Reproduza, sem qualquer alteração, o trecho do texto sobre o percurso de Mayra Silva que começa em "Foi aos E.U.A" e segue até "da área tecnológica.".

▶ [Texto extraído]
+-------+

A entrada de Mayra Silva na área “tecnológica” foi gradual. Licenciada em Design Gráfico (em Portugal), quando regressou a Cabo Verde ingressou naquela que era, e é, a maior empresa de tecnologia do país: o NOSi (Núcleo Operacional para a Sociedade de Informação). O seu trabalho enquanto técnica, pouco tinha a ver com os caminhos que mais tarde seguiria – não fazia, por exemplo, programação, mas foi aí que começou a ganhar “bichinho” para a tecnologia.
“Comecei a interessar-me cada vez mais por esta área e fui aproveitando as oportunidades que apareceram. Comecei inclusive a codificar, a desenvolver programas e senti que precisava de fazer alguma formação mais adequada”.
Era, reconhece, um mundo masculino, de lideranças masculinas, mas junto ao qual encontrou oportunidades, apoios e conquistou o seu espaço.
Foi aos E.U.A fazer um mestrado na área de gestão, com especialidade na área Tecnológica, na Bridgewater State University, findo o qual regressou para o NOSi.
Depois, saiu do Núcleo e trabalhou durante alguns anos no sector privado, em diferentes empresas da área tecnológica.

+-------+

▶ [Listagem]

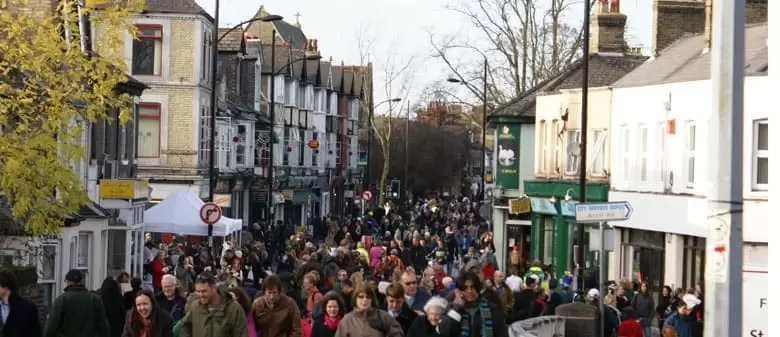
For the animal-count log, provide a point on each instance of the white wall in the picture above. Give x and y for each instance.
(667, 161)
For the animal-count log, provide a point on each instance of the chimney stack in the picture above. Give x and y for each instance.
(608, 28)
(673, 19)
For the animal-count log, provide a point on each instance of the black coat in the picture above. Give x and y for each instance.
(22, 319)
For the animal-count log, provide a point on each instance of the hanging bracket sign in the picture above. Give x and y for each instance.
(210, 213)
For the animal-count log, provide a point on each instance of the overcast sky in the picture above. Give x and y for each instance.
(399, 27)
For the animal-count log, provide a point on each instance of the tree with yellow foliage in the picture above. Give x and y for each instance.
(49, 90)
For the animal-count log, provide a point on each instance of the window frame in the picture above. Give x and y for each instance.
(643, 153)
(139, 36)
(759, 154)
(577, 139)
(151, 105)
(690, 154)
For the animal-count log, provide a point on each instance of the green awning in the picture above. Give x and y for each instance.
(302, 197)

+-------+

▶ [Tarefa concluída]
Foi aos E.U.A fazer um mestrado na área de gestão, com especialidade na área Tecnológica, na Bridgewater State University, findo o qual regressou para o NOSi.
Depois, saiu do Núcleo e trabalhou durante alguns anos no sector privado, em diferentes empresas da área tecnológica.